━━ Passage

But disbanding the competition would be a serious mistake. It is hugely important in the development of players. I was involved in some shape or form at Under-21 level in Kerry from 1993 to 1999 and again in 2002 and 2003.
Sure, once in a blue moon we see players go straight from a minor team into a senior team. There are exceptions, in every generation you'll find one. Johnny Culloty won a senior All-Ireland back in 1959, in his first year out of minor. Jimmy Barry Murphy was 19 in 1973 when he won with Cork. The Gooch went straight into the senior Kerry side at 19 and won an All Star.
Geniuses like those guys don't come along too often. Even a genuinely great midfielder like Darragh Ó Sé needed two successful campaigns to develop properly. He won Under-21 medals in 1995 and 1996, but it was 1997 before Darragh was truly ready for the big boys.
The grade gives huge value. One of the main reasons Kerry have won four senior All-Ireland championships in the last 10 years is the success at Under-21 level from 1995 to 1999. During that period we won five consecutive Munster championships and three All-Irelands. That meant a stream of confident young players coming through. The same with Cork in the late 1980s. They reached four All-Ireland senior finals in a row and won the last two. They were backboned by three successful All-Ireland Under-21 teams.

━━━━

#### Aim A:
Name every player mentioned by name in the passage on Under-21 football.
#### Aim B:
Reproduce word for word the part of the passage on Under-21 football from "Geniuses like those" up to and including "the big boys.".

━━ Data listing

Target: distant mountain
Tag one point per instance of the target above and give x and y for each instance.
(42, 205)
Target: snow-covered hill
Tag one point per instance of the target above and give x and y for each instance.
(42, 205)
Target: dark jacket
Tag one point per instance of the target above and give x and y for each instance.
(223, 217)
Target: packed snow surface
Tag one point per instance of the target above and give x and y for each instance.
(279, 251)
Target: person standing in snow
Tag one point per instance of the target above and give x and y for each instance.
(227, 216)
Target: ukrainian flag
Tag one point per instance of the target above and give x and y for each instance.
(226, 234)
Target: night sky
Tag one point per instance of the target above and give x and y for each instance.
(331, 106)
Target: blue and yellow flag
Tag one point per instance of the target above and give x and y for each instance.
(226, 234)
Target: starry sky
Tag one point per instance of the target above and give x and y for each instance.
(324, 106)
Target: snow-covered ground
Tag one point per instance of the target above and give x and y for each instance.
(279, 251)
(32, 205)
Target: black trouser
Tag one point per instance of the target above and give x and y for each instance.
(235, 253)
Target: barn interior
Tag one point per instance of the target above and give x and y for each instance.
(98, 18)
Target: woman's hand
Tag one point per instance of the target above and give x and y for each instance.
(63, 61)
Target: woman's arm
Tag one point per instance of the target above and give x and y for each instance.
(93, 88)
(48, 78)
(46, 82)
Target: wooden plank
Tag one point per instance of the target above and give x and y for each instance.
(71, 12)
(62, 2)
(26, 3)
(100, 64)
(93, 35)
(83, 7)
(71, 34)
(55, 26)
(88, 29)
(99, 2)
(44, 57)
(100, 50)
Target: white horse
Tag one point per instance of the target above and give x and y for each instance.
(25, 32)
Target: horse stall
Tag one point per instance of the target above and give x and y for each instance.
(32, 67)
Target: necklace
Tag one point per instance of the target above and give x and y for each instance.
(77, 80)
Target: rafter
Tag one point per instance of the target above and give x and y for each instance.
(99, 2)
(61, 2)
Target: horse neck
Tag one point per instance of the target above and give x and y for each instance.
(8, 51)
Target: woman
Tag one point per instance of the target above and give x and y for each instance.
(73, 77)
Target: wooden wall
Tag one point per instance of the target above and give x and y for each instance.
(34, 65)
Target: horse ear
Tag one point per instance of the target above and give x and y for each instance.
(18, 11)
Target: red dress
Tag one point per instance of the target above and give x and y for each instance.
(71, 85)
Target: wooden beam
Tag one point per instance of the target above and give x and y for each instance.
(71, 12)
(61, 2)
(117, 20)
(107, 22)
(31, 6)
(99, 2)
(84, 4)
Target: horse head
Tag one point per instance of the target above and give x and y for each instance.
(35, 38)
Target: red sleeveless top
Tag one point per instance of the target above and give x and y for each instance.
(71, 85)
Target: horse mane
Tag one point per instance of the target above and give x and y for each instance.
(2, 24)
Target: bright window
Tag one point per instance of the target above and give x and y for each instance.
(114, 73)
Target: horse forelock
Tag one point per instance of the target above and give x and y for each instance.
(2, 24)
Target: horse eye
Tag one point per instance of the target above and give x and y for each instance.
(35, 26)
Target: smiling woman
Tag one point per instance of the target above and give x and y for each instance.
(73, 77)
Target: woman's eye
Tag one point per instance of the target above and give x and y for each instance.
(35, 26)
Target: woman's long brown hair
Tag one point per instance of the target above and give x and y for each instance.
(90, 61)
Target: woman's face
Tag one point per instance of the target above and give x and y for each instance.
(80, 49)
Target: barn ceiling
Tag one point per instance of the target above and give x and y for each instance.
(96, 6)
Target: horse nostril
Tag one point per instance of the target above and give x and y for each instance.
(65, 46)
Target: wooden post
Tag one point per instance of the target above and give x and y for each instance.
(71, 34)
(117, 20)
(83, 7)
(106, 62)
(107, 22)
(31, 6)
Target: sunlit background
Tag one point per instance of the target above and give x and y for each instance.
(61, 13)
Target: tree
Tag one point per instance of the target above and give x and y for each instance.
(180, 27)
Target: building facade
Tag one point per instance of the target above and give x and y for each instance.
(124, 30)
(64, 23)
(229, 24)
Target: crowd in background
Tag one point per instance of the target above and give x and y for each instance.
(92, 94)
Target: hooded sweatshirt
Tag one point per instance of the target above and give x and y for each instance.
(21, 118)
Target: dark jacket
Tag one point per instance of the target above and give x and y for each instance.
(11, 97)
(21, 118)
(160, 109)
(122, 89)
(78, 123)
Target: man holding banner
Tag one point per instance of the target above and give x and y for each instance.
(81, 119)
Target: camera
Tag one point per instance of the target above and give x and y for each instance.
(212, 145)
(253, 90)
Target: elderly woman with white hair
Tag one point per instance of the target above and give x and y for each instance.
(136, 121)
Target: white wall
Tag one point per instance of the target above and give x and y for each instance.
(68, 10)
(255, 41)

━━━━

#### Correct response A:
Johnny Culloty
Jimmy Barry Murphy
The Gooch
Darragh Ó Sé

#### Correct response B:
Geniuses like those guys don't come along too often. Even a genuinely great midfielder like Darragh Ó Sé needed two successful campaigns to develop properly. He won Under-21 medals in 1995 and 1996, but it was 1997 before Darragh was truly ready for the big boys.